--- start DATA SHOWN ---

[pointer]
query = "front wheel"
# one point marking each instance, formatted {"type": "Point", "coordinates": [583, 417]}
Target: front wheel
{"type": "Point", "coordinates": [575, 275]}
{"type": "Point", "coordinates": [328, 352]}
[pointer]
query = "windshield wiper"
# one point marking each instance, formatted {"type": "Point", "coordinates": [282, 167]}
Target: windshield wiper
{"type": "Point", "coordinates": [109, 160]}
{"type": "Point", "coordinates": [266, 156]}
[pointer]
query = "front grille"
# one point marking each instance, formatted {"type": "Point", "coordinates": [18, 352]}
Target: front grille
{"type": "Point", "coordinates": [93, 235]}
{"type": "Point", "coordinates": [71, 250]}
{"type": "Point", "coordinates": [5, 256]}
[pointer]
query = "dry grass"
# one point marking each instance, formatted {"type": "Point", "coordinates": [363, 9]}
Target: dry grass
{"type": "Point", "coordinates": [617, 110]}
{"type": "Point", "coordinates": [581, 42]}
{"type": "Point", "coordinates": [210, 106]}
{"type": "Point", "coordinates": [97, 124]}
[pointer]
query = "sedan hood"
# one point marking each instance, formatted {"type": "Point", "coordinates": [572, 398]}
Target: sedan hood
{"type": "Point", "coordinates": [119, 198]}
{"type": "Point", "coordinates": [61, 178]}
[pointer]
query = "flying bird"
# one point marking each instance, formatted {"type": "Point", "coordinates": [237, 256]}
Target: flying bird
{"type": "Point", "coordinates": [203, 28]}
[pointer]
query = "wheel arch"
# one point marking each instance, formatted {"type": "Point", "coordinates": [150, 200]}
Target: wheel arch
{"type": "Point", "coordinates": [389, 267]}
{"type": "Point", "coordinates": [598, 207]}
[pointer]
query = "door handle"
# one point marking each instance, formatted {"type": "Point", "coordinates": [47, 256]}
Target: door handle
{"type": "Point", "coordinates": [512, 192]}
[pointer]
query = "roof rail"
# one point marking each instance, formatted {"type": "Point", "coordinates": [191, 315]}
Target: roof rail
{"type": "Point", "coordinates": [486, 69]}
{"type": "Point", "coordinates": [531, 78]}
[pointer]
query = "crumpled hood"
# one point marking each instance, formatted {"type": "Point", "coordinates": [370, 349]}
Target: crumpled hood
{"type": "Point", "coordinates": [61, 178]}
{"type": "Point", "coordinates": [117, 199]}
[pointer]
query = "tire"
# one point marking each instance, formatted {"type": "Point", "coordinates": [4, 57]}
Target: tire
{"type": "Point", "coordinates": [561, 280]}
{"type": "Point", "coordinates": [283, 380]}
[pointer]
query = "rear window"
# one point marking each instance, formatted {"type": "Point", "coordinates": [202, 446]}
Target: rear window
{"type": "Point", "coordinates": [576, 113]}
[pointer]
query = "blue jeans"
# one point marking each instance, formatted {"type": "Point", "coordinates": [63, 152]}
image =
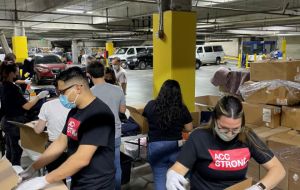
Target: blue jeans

--- end DATA SHOWN ---

■ TASK ■
Repeat the data exactly in full, omitting its pictures.

■ WRITTEN ANSWER ■
[pointer]
query = "front wheel"
# one point marking each instance, formatted {"type": "Point", "coordinates": [583, 417]}
Target: front wheel
{"type": "Point", "coordinates": [575, 275]}
{"type": "Point", "coordinates": [328, 352]}
[pointer]
query = "windshield wiper"
# one point marking each instance, formatted {"type": "Point", "coordinates": [282, 167]}
Target: windshield wiper
{"type": "Point", "coordinates": [109, 160]}
{"type": "Point", "coordinates": [266, 156]}
[pointer]
query = "front grille"
# one point marking each instance, formatted {"type": "Point", "coordinates": [18, 352]}
Target: front grille
{"type": "Point", "coordinates": [93, 235]}
{"type": "Point", "coordinates": [71, 250]}
{"type": "Point", "coordinates": [5, 256]}
[pointer]
query = "dry grass"
# one point marking each instance, formatted {"type": "Point", "coordinates": [363, 9]}
Target: dry grass
{"type": "Point", "coordinates": [617, 110]}
{"type": "Point", "coordinates": [581, 42]}
{"type": "Point", "coordinates": [210, 106]}
{"type": "Point", "coordinates": [97, 124]}
[pointer]
query = "sedan hood"
# one point marking each instance, formatted {"type": "Point", "coordinates": [572, 398]}
Target: sedan hood
{"type": "Point", "coordinates": [119, 198]}
{"type": "Point", "coordinates": [61, 178]}
[pointer]
query = "flying bird"
# one point marking each instance, formatted {"type": "Point", "coordinates": [237, 256]}
Target: flying bird
{"type": "Point", "coordinates": [203, 28]}
[pointer]
query = "wheel arch"
# one point marking each instance, formatted {"type": "Point", "coordinates": [150, 200]}
Target: wheel arch
{"type": "Point", "coordinates": [389, 267]}
{"type": "Point", "coordinates": [598, 207]}
[pointer]
query = "door handle"
# one point marking each instance, formatted {"type": "Point", "coordinates": [47, 256]}
Target: door handle
{"type": "Point", "coordinates": [512, 192]}
[pointer]
query = "roof rail"
# one point marking each instance, formatted {"type": "Point", "coordinates": [191, 315]}
Target: roof rail
{"type": "Point", "coordinates": [486, 69]}
{"type": "Point", "coordinates": [531, 78]}
[pointer]
query = "crumpled hood"
# one point marking each instance, formatted {"type": "Point", "coordinates": [370, 349]}
Target: crumpled hood
{"type": "Point", "coordinates": [61, 178]}
{"type": "Point", "coordinates": [117, 199]}
[pointer]
query = "tire"
# one point marking each instance, formatted {"type": "Point", "coordinates": [4, 57]}
Target: tire
{"type": "Point", "coordinates": [561, 280]}
{"type": "Point", "coordinates": [283, 380]}
[pointer]
query = "rear window"
# one point marking each instance, formatted {"type": "Point", "coordinates": [202, 446]}
Target: rear window
{"type": "Point", "coordinates": [576, 113]}
[pointer]
query = "blue jeans"
# one point marking each instance, formatted {"type": "Point", "coordinates": [63, 152]}
image =
Target: blue jeans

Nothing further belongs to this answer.